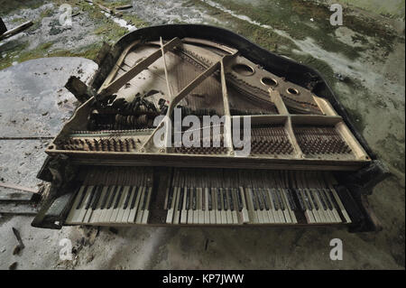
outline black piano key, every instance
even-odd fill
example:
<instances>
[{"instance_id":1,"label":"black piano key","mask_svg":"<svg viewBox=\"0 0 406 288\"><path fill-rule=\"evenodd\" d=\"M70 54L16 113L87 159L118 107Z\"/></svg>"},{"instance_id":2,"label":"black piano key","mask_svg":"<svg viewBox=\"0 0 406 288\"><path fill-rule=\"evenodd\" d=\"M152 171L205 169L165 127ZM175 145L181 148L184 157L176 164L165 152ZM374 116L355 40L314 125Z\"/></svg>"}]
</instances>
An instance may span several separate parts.
<instances>
[{"instance_id":1,"label":"black piano key","mask_svg":"<svg viewBox=\"0 0 406 288\"><path fill-rule=\"evenodd\" d=\"M251 199L253 200L254 209L256 211L258 209L258 206L256 205L256 197L254 189L251 189Z\"/></svg>"},{"instance_id":2,"label":"black piano key","mask_svg":"<svg viewBox=\"0 0 406 288\"><path fill-rule=\"evenodd\" d=\"M128 207L128 202L130 201L131 194L133 194L133 187L130 188L127 193L127 197L125 198L125 205L123 207L123 209L127 209Z\"/></svg>"},{"instance_id":3,"label":"black piano key","mask_svg":"<svg viewBox=\"0 0 406 288\"><path fill-rule=\"evenodd\" d=\"M117 186L113 187L113 190L111 191L110 200L108 201L107 209L110 209L113 205L113 200L115 200L115 193L117 192Z\"/></svg>"},{"instance_id":4,"label":"black piano key","mask_svg":"<svg viewBox=\"0 0 406 288\"><path fill-rule=\"evenodd\" d=\"M100 201L100 196L101 196L102 190L103 190L102 185L96 186L95 197L93 198L93 202L91 204L92 210L94 210L97 208L97 204Z\"/></svg>"},{"instance_id":5,"label":"black piano key","mask_svg":"<svg viewBox=\"0 0 406 288\"><path fill-rule=\"evenodd\" d=\"M303 202L303 200L301 199L300 193L299 192L299 190L297 189L293 189L293 191L296 193L296 196L298 197L299 205L300 206L300 209L302 211L306 210L306 207L305 207L305 204Z\"/></svg>"},{"instance_id":6,"label":"black piano key","mask_svg":"<svg viewBox=\"0 0 406 288\"><path fill-rule=\"evenodd\" d=\"M231 188L227 188L228 191L228 200L230 201L230 210L234 211L234 198L233 198L233 191Z\"/></svg>"},{"instance_id":7,"label":"black piano key","mask_svg":"<svg viewBox=\"0 0 406 288\"><path fill-rule=\"evenodd\" d=\"M327 210L328 209L328 206L324 200L324 198L321 196L320 190L318 189L316 190L316 193L318 193L318 198L320 199L320 202L321 202L321 206L323 206L323 209Z\"/></svg>"},{"instance_id":8,"label":"black piano key","mask_svg":"<svg viewBox=\"0 0 406 288\"><path fill-rule=\"evenodd\" d=\"M286 208L285 208L285 205L284 205L283 200L281 199L281 192L282 191L281 190L275 189L276 197L277 197L277 200L279 201L279 207L281 207L281 209L282 210L284 210Z\"/></svg>"},{"instance_id":9,"label":"black piano key","mask_svg":"<svg viewBox=\"0 0 406 288\"><path fill-rule=\"evenodd\" d=\"M197 191L196 191L196 188L193 187L193 199L192 199L192 209L193 210L196 210L197 204L198 204Z\"/></svg>"},{"instance_id":10,"label":"black piano key","mask_svg":"<svg viewBox=\"0 0 406 288\"><path fill-rule=\"evenodd\" d=\"M190 190L188 188L185 188L186 193L186 209L189 210L190 209Z\"/></svg>"},{"instance_id":11,"label":"black piano key","mask_svg":"<svg viewBox=\"0 0 406 288\"><path fill-rule=\"evenodd\" d=\"M324 199L326 200L327 205L328 206L328 209L330 210L333 209L333 204L330 202L330 200L328 199L328 196L324 189L320 190L320 192L323 194Z\"/></svg>"},{"instance_id":12,"label":"black piano key","mask_svg":"<svg viewBox=\"0 0 406 288\"><path fill-rule=\"evenodd\" d=\"M279 201L276 198L274 189L271 189L271 197L272 198L272 202L273 202L273 206L275 207L275 210L279 210Z\"/></svg>"},{"instance_id":13,"label":"black piano key","mask_svg":"<svg viewBox=\"0 0 406 288\"><path fill-rule=\"evenodd\" d=\"M258 206L259 206L259 209L262 211L263 210L263 195L260 192L259 189L255 189L255 195L256 195L256 199L258 201Z\"/></svg>"},{"instance_id":14,"label":"black piano key","mask_svg":"<svg viewBox=\"0 0 406 288\"><path fill-rule=\"evenodd\" d=\"M265 209L269 210L270 203L268 202L268 197L265 195L265 190L263 189L260 189L260 194L263 197L263 205L265 206Z\"/></svg>"},{"instance_id":15,"label":"black piano key","mask_svg":"<svg viewBox=\"0 0 406 288\"><path fill-rule=\"evenodd\" d=\"M134 191L133 200L131 200L130 209L133 209L135 206L135 200L137 199L139 190L140 190L140 187L135 187Z\"/></svg>"},{"instance_id":16,"label":"black piano key","mask_svg":"<svg viewBox=\"0 0 406 288\"><path fill-rule=\"evenodd\" d=\"M288 201L289 201L289 206L291 207L291 210L296 210L297 207L296 207L296 203L295 203L295 200L293 199L293 193L291 191L291 189L285 189L286 191L286 196L288 198Z\"/></svg>"},{"instance_id":17,"label":"black piano key","mask_svg":"<svg viewBox=\"0 0 406 288\"><path fill-rule=\"evenodd\" d=\"M166 209L170 209L171 206L172 205L172 200L173 200L173 187L170 188L170 190L168 193L169 193L169 195L168 195L168 202L166 204Z\"/></svg>"},{"instance_id":18,"label":"black piano key","mask_svg":"<svg viewBox=\"0 0 406 288\"><path fill-rule=\"evenodd\" d=\"M217 210L221 211L221 192L217 188Z\"/></svg>"},{"instance_id":19,"label":"black piano key","mask_svg":"<svg viewBox=\"0 0 406 288\"><path fill-rule=\"evenodd\" d=\"M243 210L243 199L241 198L241 192L239 190L236 190L237 194L237 202L238 202L238 211L241 212Z\"/></svg>"},{"instance_id":20,"label":"black piano key","mask_svg":"<svg viewBox=\"0 0 406 288\"><path fill-rule=\"evenodd\" d=\"M115 199L115 209L117 209L118 203L120 203L121 196L123 195L123 186L120 186L117 191L117 198Z\"/></svg>"},{"instance_id":21,"label":"black piano key","mask_svg":"<svg viewBox=\"0 0 406 288\"><path fill-rule=\"evenodd\" d=\"M211 189L208 189L208 209L213 209L213 195L211 194Z\"/></svg>"},{"instance_id":22,"label":"black piano key","mask_svg":"<svg viewBox=\"0 0 406 288\"><path fill-rule=\"evenodd\" d=\"M78 188L78 190L80 190L80 187ZM78 203L78 206L76 207L77 209L78 209L79 207L82 205L82 202L83 202L83 200L85 199L87 190L88 190L88 186L85 186L85 188L83 189L83 191L82 191L82 195L80 195L80 200Z\"/></svg>"},{"instance_id":23,"label":"black piano key","mask_svg":"<svg viewBox=\"0 0 406 288\"><path fill-rule=\"evenodd\" d=\"M226 211L228 209L228 201L227 201L227 195L226 193L226 190L222 190L222 194L223 194L223 207L224 209Z\"/></svg>"},{"instance_id":24,"label":"black piano key","mask_svg":"<svg viewBox=\"0 0 406 288\"><path fill-rule=\"evenodd\" d=\"M90 197L88 199L88 203L86 203L86 209L88 209L90 207L90 204L92 203L93 197L95 197L95 188L96 186L93 186L90 190Z\"/></svg>"},{"instance_id":25,"label":"black piano key","mask_svg":"<svg viewBox=\"0 0 406 288\"><path fill-rule=\"evenodd\" d=\"M318 203L317 203L317 201L316 201L316 199L315 199L315 196L314 196L314 194L313 194L313 191L312 191L311 190L308 190L308 191L309 191L309 194L310 195L311 202L313 203L314 208L315 208L317 210L318 210Z\"/></svg>"},{"instance_id":26,"label":"black piano key","mask_svg":"<svg viewBox=\"0 0 406 288\"><path fill-rule=\"evenodd\" d=\"M179 195L179 202L178 202L178 210L181 211L183 209L183 195L185 194L185 189L182 187L180 188L180 193Z\"/></svg>"}]
</instances>

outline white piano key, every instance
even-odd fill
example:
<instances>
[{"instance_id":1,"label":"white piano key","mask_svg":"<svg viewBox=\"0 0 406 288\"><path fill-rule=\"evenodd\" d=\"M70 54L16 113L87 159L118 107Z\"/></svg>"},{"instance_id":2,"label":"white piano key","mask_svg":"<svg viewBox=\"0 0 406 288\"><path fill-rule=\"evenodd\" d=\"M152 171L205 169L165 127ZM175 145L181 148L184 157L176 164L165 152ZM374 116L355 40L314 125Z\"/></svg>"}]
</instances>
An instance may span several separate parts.
<instances>
[{"instance_id":1,"label":"white piano key","mask_svg":"<svg viewBox=\"0 0 406 288\"><path fill-rule=\"evenodd\" d=\"M203 211L203 201L204 201L204 195L203 195L203 189L198 188L198 224L204 224L205 223L205 214Z\"/></svg>"},{"instance_id":2,"label":"white piano key","mask_svg":"<svg viewBox=\"0 0 406 288\"><path fill-rule=\"evenodd\" d=\"M281 209L281 203L279 202L278 194L274 188L271 189L271 195L273 200L273 206L275 208L276 214L278 215L279 223L286 223L285 215ZM275 206L276 203L276 206Z\"/></svg>"},{"instance_id":3,"label":"white piano key","mask_svg":"<svg viewBox=\"0 0 406 288\"><path fill-rule=\"evenodd\" d=\"M168 192L171 192L168 191ZM173 212L175 209L175 201L176 201L176 190L175 188L171 188L171 193L172 193L172 200L171 202L171 207L168 209L168 214L166 215L166 223L167 224L172 224L173 222Z\"/></svg>"},{"instance_id":4,"label":"white piano key","mask_svg":"<svg viewBox=\"0 0 406 288\"><path fill-rule=\"evenodd\" d=\"M238 192L240 193L241 201L243 202L243 209L241 210L243 223L249 223L250 217L248 214L248 208L245 200L245 193L243 187L239 187Z\"/></svg>"},{"instance_id":5,"label":"white piano key","mask_svg":"<svg viewBox=\"0 0 406 288\"><path fill-rule=\"evenodd\" d=\"M285 202L283 200L282 197L282 190L281 189L275 189L275 192L277 193L279 204L281 206L281 209L283 212L283 216L285 217L285 222L286 223L291 223L291 214L289 213L289 210L285 205Z\"/></svg>"},{"instance_id":6,"label":"white piano key","mask_svg":"<svg viewBox=\"0 0 406 288\"><path fill-rule=\"evenodd\" d=\"M306 200L305 199L305 195L304 192L301 189L298 189L298 193L300 194L300 196L301 197L303 205L305 206L306 209L304 211L306 219L308 220L308 223L316 223L316 218L314 218L314 215L312 213L312 211L309 209L309 201Z\"/></svg>"},{"instance_id":7,"label":"white piano key","mask_svg":"<svg viewBox=\"0 0 406 288\"><path fill-rule=\"evenodd\" d=\"M143 211L143 218L141 219L141 224L148 224L148 218L150 217L150 201L151 194L152 194L152 187L146 188L147 200L145 204L145 209Z\"/></svg>"},{"instance_id":8,"label":"white piano key","mask_svg":"<svg viewBox=\"0 0 406 288\"><path fill-rule=\"evenodd\" d=\"M76 193L72 208L70 209L69 214L68 214L68 217L65 221L67 224L73 224L72 221L75 218L76 214L78 213L78 209L77 209L78 205L82 198L84 191L86 190L86 188L87 186L85 185L80 186L78 192Z\"/></svg>"},{"instance_id":9,"label":"white piano key","mask_svg":"<svg viewBox=\"0 0 406 288\"><path fill-rule=\"evenodd\" d=\"M326 214L326 217L328 218L329 223L336 223L336 218L328 209L327 200L323 197L322 192L319 190L315 190L315 193L318 196L318 202L320 202L323 206L324 213Z\"/></svg>"},{"instance_id":10,"label":"white piano key","mask_svg":"<svg viewBox=\"0 0 406 288\"><path fill-rule=\"evenodd\" d=\"M179 210L179 200L180 197L180 188L175 187L176 190L176 199L175 199L175 209L173 210L173 224L179 224L180 217L180 211Z\"/></svg>"},{"instance_id":11,"label":"white piano key","mask_svg":"<svg viewBox=\"0 0 406 288\"><path fill-rule=\"evenodd\" d=\"M100 194L100 198L98 200L98 203L97 206L96 208L96 209L93 210L92 216L90 217L89 219L89 223L90 224L97 224L98 223L98 219L100 218L100 211L101 211L101 206L103 204L103 200L105 199L105 196L107 192L107 187L104 186L101 188L101 194Z\"/></svg>"},{"instance_id":12,"label":"white piano key","mask_svg":"<svg viewBox=\"0 0 406 288\"><path fill-rule=\"evenodd\" d=\"M103 224L106 223L105 219L106 218L106 214L108 212L108 203L110 203L110 200L112 200L112 198L114 198L114 194L113 191L115 190L115 186L106 186L106 205L104 207L104 209L100 209L100 214L98 216L98 219L97 219L97 223L98 224Z\"/></svg>"},{"instance_id":13,"label":"white piano key","mask_svg":"<svg viewBox=\"0 0 406 288\"><path fill-rule=\"evenodd\" d=\"M143 205L144 201L144 198L147 197L147 189L145 186L141 187L141 196L140 196L140 203L138 204L138 211L137 215L135 216L135 223L141 224L141 221L143 220Z\"/></svg>"},{"instance_id":14,"label":"white piano key","mask_svg":"<svg viewBox=\"0 0 406 288\"><path fill-rule=\"evenodd\" d=\"M128 223L136 223L137 215L140 214L141 210L141 195L143 189L144 188L143 186L136 187L136 190L134 191L136 195L134 196L135 197L135 199L133 198L134 207L133 209L130 208L130 215L128 216L127 219Z\"/></svg>"},{"instance_id":15,"label":"white piano key","mask_svg":"<svg viewBox=\"0 0 406 288\"><path fill-rule=\"evenodd\" d=\"M216 190L214 188L209 188L211 191L211 210L210 214L210 224L216 224Z\"/></svg>"},{"instance_id":16,"label":"white piano key","mask_svg":"<svg viewBox=\"0 0 406 288\"><path fill-rule=\"evenodd\" d=\"M250 218L251 223L259 223L258 216L255 213L255 210L254 209L254 202L253 202L253 191L251 188L247 188L245 190L245 200L246 200L246 206L248 210L248 216Z\"/></svg>"},{"instance_id":17,"label":"white piano key","mask_svg":"<svg viewBox=\"0 0 406 288\"><path fill-rule=\"evenodd\" d=\"M256 204L258 208L258 213L261 214L261 218L263 218L263 224L267 224L270 222L268 212L265 209L265 203L263 202L263 195L261 194L260 189L255 188L255 194L256 194Z\"/></svg>"},{"instance_id":18,"label":"white piano key","mask_svg":"<svg viewBox=\"0 0 406 288\"><path fill-rule=\"evenodd\" d=\"M291 209L291 204L289 203L289 200L288 200L288 190L286 189L281 189L281 196L282 198L282 201L285 204L285 209L288 210L289 212L289 216L291 218L291 223L298 223L298 220L296 219L296 215L294 213L294 211Z\"/></svg>"},{"instance_id":19,"label":"white piano key","mask_svg":"<svg viewBox=\"0 0 406 288\"><path fill-rule=\"evenodd\" d=\"M220 190L220 203L221 203L221 224L227 224L227 213L225 210L225 199L224 192L225 190L223 188L219 188Z\"/></svg>"},{"instance_id":20,"label":"white piano key","mask_svg":"<svg viewBox=\"0 0 406 288\"><path fill-rule=\"evenodd\" d=\"M204 223L210 224L210 211L208 210L208 188L206 187L203 191L204 191L204 195L205 195Z\"/></svg>"},{"instance_id":21,"label":"white piano key","mask_svg":"<svg viewBox=\"0 0 406 288\"><path fill-rule=\"evenodd\" d=\"M276 211L275 205L273 203L273 199L271 194L272 193L271 189L266 189L264 191L266 192L266 196L268 197L268 200L269 200L269 211L271 213L268 213L268 214L272 215L272 218L273 218L273 223L281 223L281 219L279 218L279 214ZM271 218L271 216L270 216L270 218ZM284 219L283 219L283 222L284 222Z\"/></svg>"},{"instance_id":22,"label":"white piano key","mask_svg":"<svg viewBox=\"0 0 406 288\"><path fill-rule=\"evenodd\" d=\"M223 224L223 219L221 218L221 194L220 189L216 187L216 224Z\"/></svg>"},{"instance_id":23,"label":"white piano key","mask_svg":"<svg viewBox=\"0 0 406 288\"><path fill-rule=\"evenodd\" d=\"M309 191L306 189L302 190L303 195L306 197L307 199L307 203L309 204L309 206L311 208L311 213L313 214L314 217L314 220L316 223L321 223L321 218L318 215L318 210L316 209L313 201L311 200L311 196L310 194L309 194Z\"/></svg>"},{"instance_id":24,"label":"white piano key","mask_svg":"<svg viewBox=\"0 0 406 288\"><path fill-rule=\"evenodd\" d=\"M135 190L136 190L135 186L131 186L129 189L128 193L130 195L130 198L128 199L127 207L123 213L123 217L121 218L121 223L128 222L128 218L130 217L131 214L131 203L133 202L133 198L135 195Z\"/></svg>"},{"instance_id":25,"label":"white piano key","mask_svg":"<svg viewBox=\"0 0 406 288\"><path fill-rule=\"evenodd\" d=\"M188 224L193 224L193 195L192 195L192 189L187 188L188 190L188 197L187 200L189 200L189 209L188 209ZM189 198L189 199L188 199Z\"/></svg>"},{"instance_id":26,"label":"white piano key","mask_svg":"<svg viewBox=\"0 0 406 288\"><path fill-rule=\"evenodd\" d=\"M113 211L110 216L110 220L109 220L110 223L115 223L115 219L117 218L117 215L120 210L120 203L123 200L123 190L124 190L123 186L121 186L121 185L117 186L117 191L116 191L117 196L115 197L115 200L113 205L114 209L113 209Z\"/></svg>"},{"instance_id":27,"label":"white piano key","mask_svg":"<svg viewBox=\"0 0 406 288\"><path fill-rule=\"evenodd\" d=\"M336 200L337 204L338 205L341 213L344 216L344 218L346 219L346 223L352 223L351 218L348 215L348 213L346 212L346 209L344 208L343 203L341 202L341 200L339 198L339 196L337 195L336 190L334 188L330 189L331 194L333 195L334 199Z\"/></svg>"},{"instance_id":28,"label":"white piano key","mask_svg":"<svg viewBox=\"0 0 406 288\"><path fill-rule=\"evenodd\" d=\"M333 215L334 215L334 218L335 218L335 219L336 219L336 222L337 222L337 223L341 223L341 218L340 218L338 212L337 212L337 209L336 209L336 206L334 205L333 200L331 199L331 197L330 197L328 191L327 191L325 189L321 190L321 191L323 192L323 195L327 198L327 200L328 200L328 202L329 202L329 205L331 206L331 212L332 212Z\"/></svg>"},{"instance_id":29,"label":"white piano key","mask_svg":"<svg viewBox=\"0 0 406 288\"><path fill-rule=\"evenodd\" d=\"M87 206L90 197L92 196L92 191L93 191L94 188L95 188L95 186L88 186L88 190L86 190L85 198L83 199L83 203L79 209L80 211L78 215L78 218L75 219L75 223L78 223L78 224L83 223L83 219L86 216L86 212L88 212L86 206Z\"/></svg>"},{"instance_id":30,"label":"white piano key","mask_svg":"<svg viewBox=\"0 0 406 288\"><path fill-rule=\"evenodd\" d=\"M238 224L238 217L236 213L238 209L238 205L235 202L235 192L232 188L227 189L227 197L228 197L228 203L230 204L231 223ZM231 207L231 205L233 205L233 207ZM231 208L233 208L233 209L231 209Z\"/></svg>"},{"instance_id":31,"label":"white piano key","mask_svg":"<svg viewBox=\"0 0 406 288\"><path fill-rule=\"evenodd\" d=\"M260 190L261 195L263 199L263 205L265 206L266 213L268 213L269 223L275 223L272 209L270 203L269 194L264 189Z\"/></svg>"},{"instance_id":32,"label":"white piano key","mask_svg":"<svg viewBox=\"0 0 406 288\"><path fill-rule=\"evenodd\" d=\"M117 217L115 218L115 220L114 220L115 223L121 223L121 219L123 218L123 215L125 213L124 206L129 191L130 186L125 186L123 188L123 196L121 197L120 202L118 203L118 213Z\"/></svg>"},{"instance_id":33,"label":"white piano key","mask_svg":"<svg viewBox=\"0 0 406 288\"><path fill-rule=\"evenodd\" d=\"M110 208L107 208L105 211L105 215L104 215L104 218L103 218L103 223L110 223L110 218L111 216L113 214L113 210L115 209L115 200L118 197L118 186L111 186L111 190L110 190L110 198L108 200L108 204L107 207L110 205Z\"/></svg>"},{"instance_id":34,"label":"white piano key","mask_svg":"<svg viewBox=\"0 0 406 288\"><path fill-rule=\"evenodd\" d=\"M309 190L309 191L311 191L311 194L313 195L314 200L312 199L313 202L316 202L316 204L318 205L318 215L320 217L321 222L322 223L330 223L328 215L327 214L326 210L323 209L323 205L321 204L317 192L315 190L311 189Z\"/></svg>"},{"instance_id":35,"label":"white piano key","mask_svg":"<svg viewBox=\"0 0 406 288\"><path fill-rule=\"evenodd\" d=\"M318 201L318 198L317 197L315 190L312 189L309 189L309 190L308 190L308 191L310 194L310 199L313 203L313 206L315 207L316 210L318 213L318 217L320 218L320 223L328 223L327 215L323 209L323 207L321 206L321 203L319 203L319 201ZM311 196L313 196L313 197L311 197Z\"/></svg>"},{"instance_id":36,"label":"white piano key","mask_svg":"<svg viewBox=\"0 0 406 288\"><path fill-rule=\"evenodd\" d=\"M180 210L180 224L186 224L188 222L188 211L186 210L186 197L187 190L185 187L180 188L180 196L183 200L181 201L181 210Z\"/></svg>"},{"instance_id":37,"label":"white piano key","mask_svg":"<svg viewBox=\"0 0 406 288\"><path fill-rule=\"evenodd\" d=\"M198 224L199 220L199 213L198 213L198 207L199 207L199 194L198 188L193 188L193 224Z\"/></svg>"}]
</instances>

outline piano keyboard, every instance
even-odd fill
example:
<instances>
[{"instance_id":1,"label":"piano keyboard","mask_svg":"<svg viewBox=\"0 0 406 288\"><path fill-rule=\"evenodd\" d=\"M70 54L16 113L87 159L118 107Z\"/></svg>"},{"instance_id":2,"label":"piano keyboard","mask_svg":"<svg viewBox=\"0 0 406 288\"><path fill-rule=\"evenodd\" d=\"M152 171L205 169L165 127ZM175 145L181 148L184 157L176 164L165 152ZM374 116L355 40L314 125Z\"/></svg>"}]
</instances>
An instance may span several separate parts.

———

**YOUR GOAL**
Can you lay out the stretch of the records from the line containing "outline piano keyboard, every instance" through the end as a JSON list of strings, one per line, leaving out blank lines?

**ANSWER TO THIS TASK**
[
  "outline piano keyboard, every instance",
  "even-odd fill",
  "example:",
  "<instances>",
  "[{\"instance_id\":1,\"label\":\"piano keyboard\",\"mask_svg\":\"<svg viewBox=\\\"0 0 406 288\\\"><path fill-rule=\\\"evenodd\\\" d=\\\"M70 54L16 113L87 159L118 107Z\\\"/></svg>\"},{\"instance_id\":2,\"label\":\"piano keyboard\",\"mask_svg\":\"<svg viewBox=\\\"0 0 406 288\\\"><path fill-rule=\\\"evenodd\\\" d=\\\"M152 171L205 169L165 127ZM175 145L181 148L184 157L176 164L165 152ZM374 116L355 40L314 125Z\\\"/></svg>\"}]",
  "</instances>",
  "An instance may span several separate parts."
]